--- BEGIN EXCERPT TO READ ---

This project covers 3 main fields of IoT attack: Network Attacks, Model attacks and Attacks to the Board and the Code Running on it (intrusion detection).

Section 1: Network based anomalies.

This section contains anomaly detection at the network level, in which we adapt the framework which will be published in FPL (Field Programmable Logic and Applications) 2021 conference. We propose a versatile framework for real-time Internet of Things (IoT) network intrusion detection using Artificial Neural Network (ANN).
An efficient hierarchical decision-making for IDS is proposed and evaluated on the new IoT-23 dataset, with improved accuracy.
In this contest, we bring the pre-trained ANN models into MAX78000.

The framework includes 4 main steps: Data preparation (Extracting Feature) -> Training -> Offline Inference (with hierarchical decision-making approach) -> Online inference.

For training, Tensorpack library is used. The hidden layer is configured with 40 neurons, each followed by a hardware efficient ReLU (Rectified Linear Unit) activation function. The processed data are distributed at the rate of 50% for training, 25% for validation, and 25% for testing/inference.

--- END EXCERPT TO READ ---

#### SET EXERCISE 1:
Pull out each line of the records below that contains the string "suit". Case matters.

--- BEGIN LISTING ---

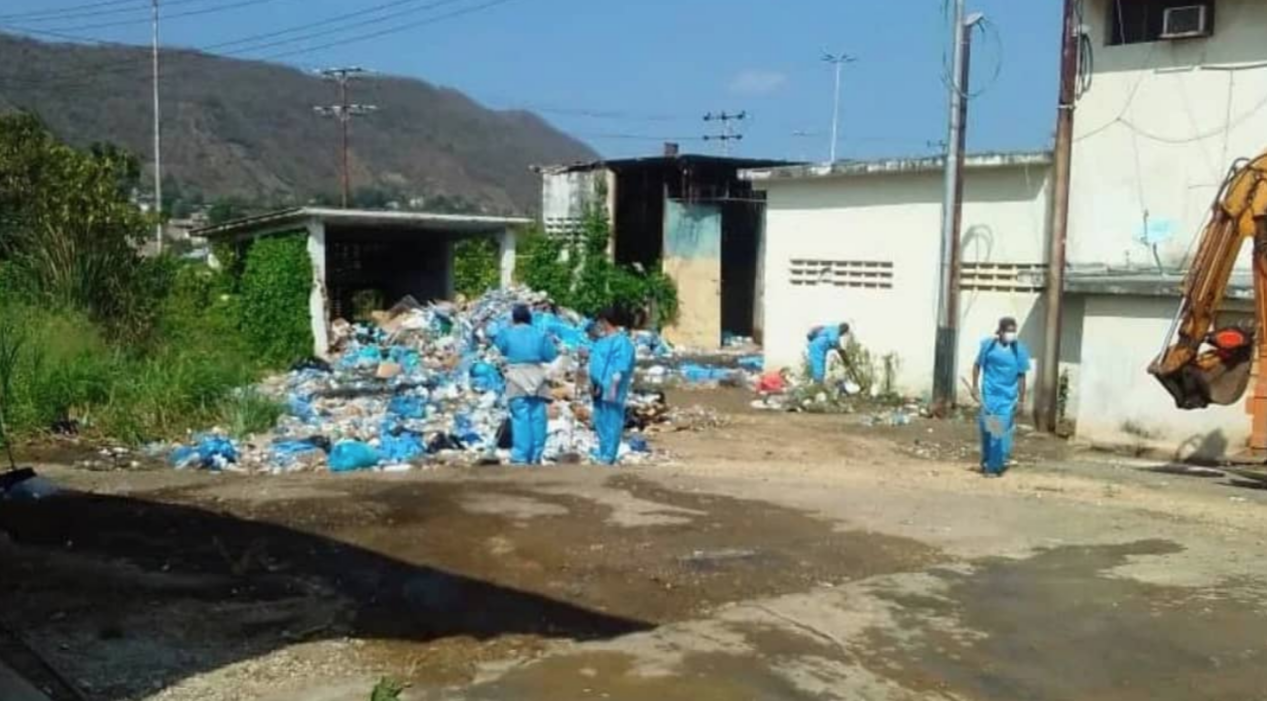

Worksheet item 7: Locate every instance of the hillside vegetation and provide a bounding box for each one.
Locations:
[0,34,594,213]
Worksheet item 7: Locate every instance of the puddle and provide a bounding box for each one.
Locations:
[451,652,811,701]
[0,475,940,701]
[859,541,1267,701]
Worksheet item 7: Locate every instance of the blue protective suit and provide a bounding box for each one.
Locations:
[493,323,559,465]
[806,323,840,384]
[589,331,636,465]
[977,336,1030,474]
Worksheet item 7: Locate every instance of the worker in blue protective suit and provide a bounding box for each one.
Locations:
[972,317,1030,477]
[589,311,636,465]
[806,323,849,384]
[493,304,559,465]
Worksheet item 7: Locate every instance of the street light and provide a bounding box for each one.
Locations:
[822,52,858,162]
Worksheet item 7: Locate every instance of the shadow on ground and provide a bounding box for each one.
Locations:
[0,494,650,701]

--- END LISTING ---

#### SET EXERCISE 2:
Translate this sentence from the IoT intrusion detection excerpt into French: "The hidden layer is configured with 40 neurons, each followed by a hardware efficient ReLU (Rectified Linear Unit) activation function."

#### TASK RESULT 1:
Worksheet item 7: Locate every instance of the blue protective suit and provide a bounding box for each one.
Worksheet item 7: Locate every instance of the worker in blue protective suit and provide a bounding box for each one.

#### TASK RESULT 2:
La couche cachée est configurée avec 40 neurones, chacun suivi d'une fonction d'activation ReLU (unité linéaire rectifiée) efficace sur le plan matériel.